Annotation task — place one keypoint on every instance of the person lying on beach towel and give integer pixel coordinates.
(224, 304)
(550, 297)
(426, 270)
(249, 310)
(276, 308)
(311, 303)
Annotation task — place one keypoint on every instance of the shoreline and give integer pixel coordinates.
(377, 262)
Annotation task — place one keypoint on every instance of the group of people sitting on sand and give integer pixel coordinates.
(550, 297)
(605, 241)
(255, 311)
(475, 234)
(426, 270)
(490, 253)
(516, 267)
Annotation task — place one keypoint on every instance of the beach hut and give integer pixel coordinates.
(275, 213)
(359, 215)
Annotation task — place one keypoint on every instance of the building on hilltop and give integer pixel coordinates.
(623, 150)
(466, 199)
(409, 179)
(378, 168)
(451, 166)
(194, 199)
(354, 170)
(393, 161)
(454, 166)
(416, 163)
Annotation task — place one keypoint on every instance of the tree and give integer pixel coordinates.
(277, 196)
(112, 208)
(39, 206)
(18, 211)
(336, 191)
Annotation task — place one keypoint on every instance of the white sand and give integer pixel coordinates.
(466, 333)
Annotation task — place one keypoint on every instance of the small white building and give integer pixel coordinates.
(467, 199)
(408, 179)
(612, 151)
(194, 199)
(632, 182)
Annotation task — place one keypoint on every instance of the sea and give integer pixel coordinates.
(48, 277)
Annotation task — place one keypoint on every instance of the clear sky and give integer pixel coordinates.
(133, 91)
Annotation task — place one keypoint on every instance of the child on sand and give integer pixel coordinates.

···

SHORT TASK: Revise every one of the entries above so that "keypoint" becomes "point marker", with all other text left unchanged.

SOLUTION:
Annotation task — place one point marker on every instance of the person lying on beach towel and give integer pixel coordinates.
(224, 304)
(550, 297)
(426, 270)
(249, 310)
(276, 308)
(311, 303)
Annotation task — place one point marker on every instance of the shoreline and give integer pixel coordinates.
(377, 262)
Annotation task — place one point marker on every instance of the group of people sitting on sand and give integer pixel coordinates.
(550, 297)
(605, 241)
(255, 311)
(475, 234)
(426, 270)
(490, 253)
(516, 267)
Annotation task — place one point marker on every instance of the beach hut and give integer pixel coordinates.
(275, 213)
(359, 215)
Annotation task — place one point marker on every instance of the building on hilltop and give integer pixel coordinates.
(623, 150)
(466, 199)
(409, 179)
(378, 168)
(451, 166)
(194, 199)
(354, 170)
(393, 161)
(454, 166)
(416, 163)
Annotation task — place one point marker on every instance of the tree and give integer pixel coordinates.
(277, 196)
(112, 208)
(39, 206)
(18, 211)
(336, 191)
Annotation task — place one point marker on every instance of the white sand and give integer pixel coordinates.
(466, 333)
Annotation task — place one point marker on every instance of the small white building and give integer pixel coordinates.
(467, 199)
(408, 179)
(612, 151)
(194, 199)
(632, 182)
Annotation task — place one point marker on every instance of the sea and give integer pixel coordinates.
(48, 277)
Annotation task — place one point marker on every instance of the clear sky and give integer pixel coordinates.
(133, 91)
Annotation task — place one point marker on every instance of the child on sand and give integer pixel coordinates.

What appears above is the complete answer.